• [PROBLEM REQUIREMENTS] Please output exactly the part of the records below that opens with the line containing "Locate each instance of the inflatable" and closes with the line containing "Locate each instance of the wheel", both lines included, and nothing else.

• [Data extracted from a collection]
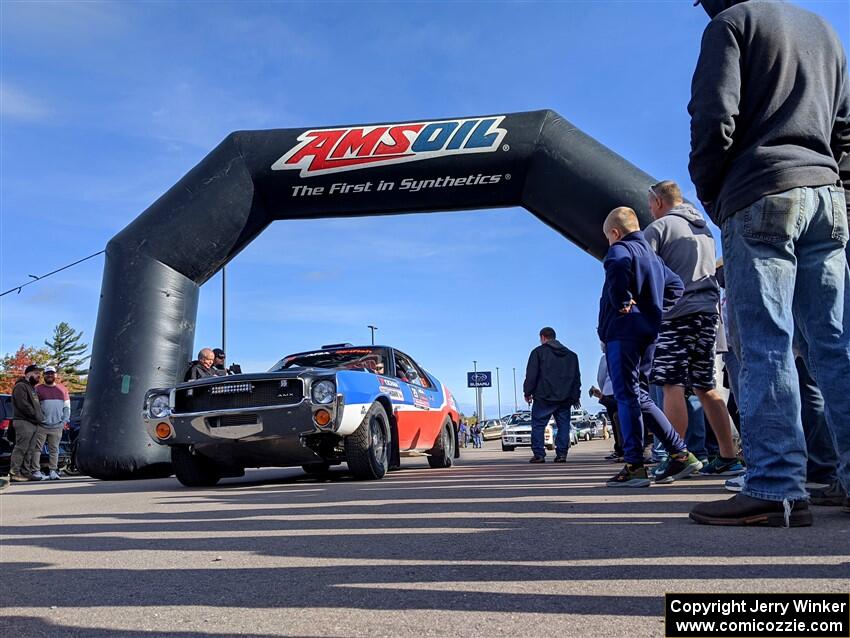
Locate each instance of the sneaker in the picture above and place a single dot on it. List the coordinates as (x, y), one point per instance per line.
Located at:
(735, 485)
(745, 510)
(662, 468)
(630, 476)
(680, 466)
(718, 466)
(832, 495)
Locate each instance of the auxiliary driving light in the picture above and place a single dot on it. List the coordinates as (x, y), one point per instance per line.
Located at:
(163, 431)
(322, 417)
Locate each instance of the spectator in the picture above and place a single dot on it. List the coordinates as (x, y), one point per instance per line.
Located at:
(202, 368)
(56, 408)
(770, 139)
(476, 436)
(553, 383)
(638, 288)
(605, 395)
(463, 434)
(28, 415)
(684, 355)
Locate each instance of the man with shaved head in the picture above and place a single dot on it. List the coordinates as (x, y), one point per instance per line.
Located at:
(638, 289)
(202, 368)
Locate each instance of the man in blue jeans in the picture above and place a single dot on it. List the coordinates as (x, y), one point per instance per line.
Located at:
(770, 148)
(638, 289)
(553, 383)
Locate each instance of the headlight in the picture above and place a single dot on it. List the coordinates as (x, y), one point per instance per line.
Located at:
(159, 407)
(324, 392)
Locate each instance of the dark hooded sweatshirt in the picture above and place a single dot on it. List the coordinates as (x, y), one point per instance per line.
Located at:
(25, 402)
(633, 272)
(552, 374)
(770, 105)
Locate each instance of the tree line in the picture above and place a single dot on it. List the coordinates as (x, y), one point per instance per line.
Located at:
(65, 350)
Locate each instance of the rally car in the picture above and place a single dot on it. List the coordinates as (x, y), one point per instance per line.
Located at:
(365, 406)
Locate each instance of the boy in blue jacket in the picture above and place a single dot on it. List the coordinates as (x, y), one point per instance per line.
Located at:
(638, 289)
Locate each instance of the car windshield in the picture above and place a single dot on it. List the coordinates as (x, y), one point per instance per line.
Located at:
(367, 359)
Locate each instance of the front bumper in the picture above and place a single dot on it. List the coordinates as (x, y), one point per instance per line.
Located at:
(254, 437)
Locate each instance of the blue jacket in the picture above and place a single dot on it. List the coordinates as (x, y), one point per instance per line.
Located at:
(634, 272)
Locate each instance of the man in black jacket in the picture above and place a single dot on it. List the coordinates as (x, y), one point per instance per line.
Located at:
(553, 383)
(770, 149)
(28, 415)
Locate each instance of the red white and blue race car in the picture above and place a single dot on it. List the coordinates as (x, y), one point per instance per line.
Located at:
(366, 406)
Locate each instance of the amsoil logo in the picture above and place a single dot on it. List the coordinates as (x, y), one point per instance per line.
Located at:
(345, 149)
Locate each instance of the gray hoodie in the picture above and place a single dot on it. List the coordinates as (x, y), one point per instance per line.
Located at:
(770, 105)
(683, 241)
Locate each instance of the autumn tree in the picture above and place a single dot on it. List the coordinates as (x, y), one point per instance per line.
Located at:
(12, 366)
(66, 353)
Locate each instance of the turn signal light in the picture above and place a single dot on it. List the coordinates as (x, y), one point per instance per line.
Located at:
(322, 417)
(162, 430)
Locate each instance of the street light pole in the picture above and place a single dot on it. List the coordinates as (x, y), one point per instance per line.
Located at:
(477, 390)
(499, 392)
(223, 309)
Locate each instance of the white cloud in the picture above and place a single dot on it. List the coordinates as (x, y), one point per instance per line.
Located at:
(15, 104)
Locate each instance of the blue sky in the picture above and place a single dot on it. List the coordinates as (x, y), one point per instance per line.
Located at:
(103, 106)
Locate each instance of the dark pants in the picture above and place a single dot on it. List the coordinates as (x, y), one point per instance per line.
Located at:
(25, 442)
(822, 461)
(628, 361)
(541, 411)
(610, 404)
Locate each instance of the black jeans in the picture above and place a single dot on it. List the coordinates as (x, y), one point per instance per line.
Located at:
(610, 404)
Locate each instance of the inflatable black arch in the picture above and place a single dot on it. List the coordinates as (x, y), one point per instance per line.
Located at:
(156, 265)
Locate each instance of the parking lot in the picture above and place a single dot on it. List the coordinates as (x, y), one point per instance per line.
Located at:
(493, 546)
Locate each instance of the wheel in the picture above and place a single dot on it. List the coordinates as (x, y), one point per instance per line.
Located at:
(193, 470)
(316, 469)
(367, 448)
(443, 452)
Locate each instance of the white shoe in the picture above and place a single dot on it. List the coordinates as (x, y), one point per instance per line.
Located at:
(735, 484)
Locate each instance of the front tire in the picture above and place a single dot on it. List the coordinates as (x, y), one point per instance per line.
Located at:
(367, 448)
(193, 470)
(443, 452)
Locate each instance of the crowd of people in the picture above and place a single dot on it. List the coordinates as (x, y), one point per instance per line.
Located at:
(42, 409)
(770, 159)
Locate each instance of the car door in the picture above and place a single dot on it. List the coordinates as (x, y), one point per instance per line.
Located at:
(418, 421)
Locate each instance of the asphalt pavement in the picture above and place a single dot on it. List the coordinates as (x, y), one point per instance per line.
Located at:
(491, 547)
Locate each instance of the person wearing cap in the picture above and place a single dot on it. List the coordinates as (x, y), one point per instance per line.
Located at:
(56, 408)
(219, 368)
(28, 415)
(202, 368)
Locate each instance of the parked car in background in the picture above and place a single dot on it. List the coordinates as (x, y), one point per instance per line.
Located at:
(517, 432)
(362, 405)
(587, 430)
(492, 429)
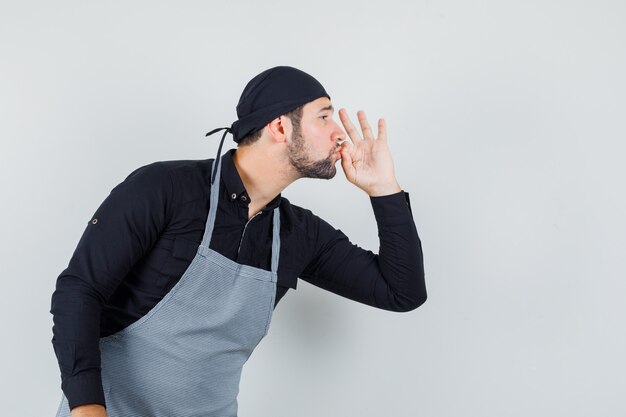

• [RESPONSE BOX]
Locate each instance of the inflatable black arch in the picture above and place a single dot on it. List the coordinates as (x, y), one point per instance per line.
Located at:
(156, 265)
Locate each instance of the parking lot in the picture above and place a single dot on it. List the coordinates as (x, y), one point per instance per line.
Located at:
(493, 546)
Locate each instance of the wheel in the picture above and place a single dot on it. List the coordinates as (x, y), one point per instance per line.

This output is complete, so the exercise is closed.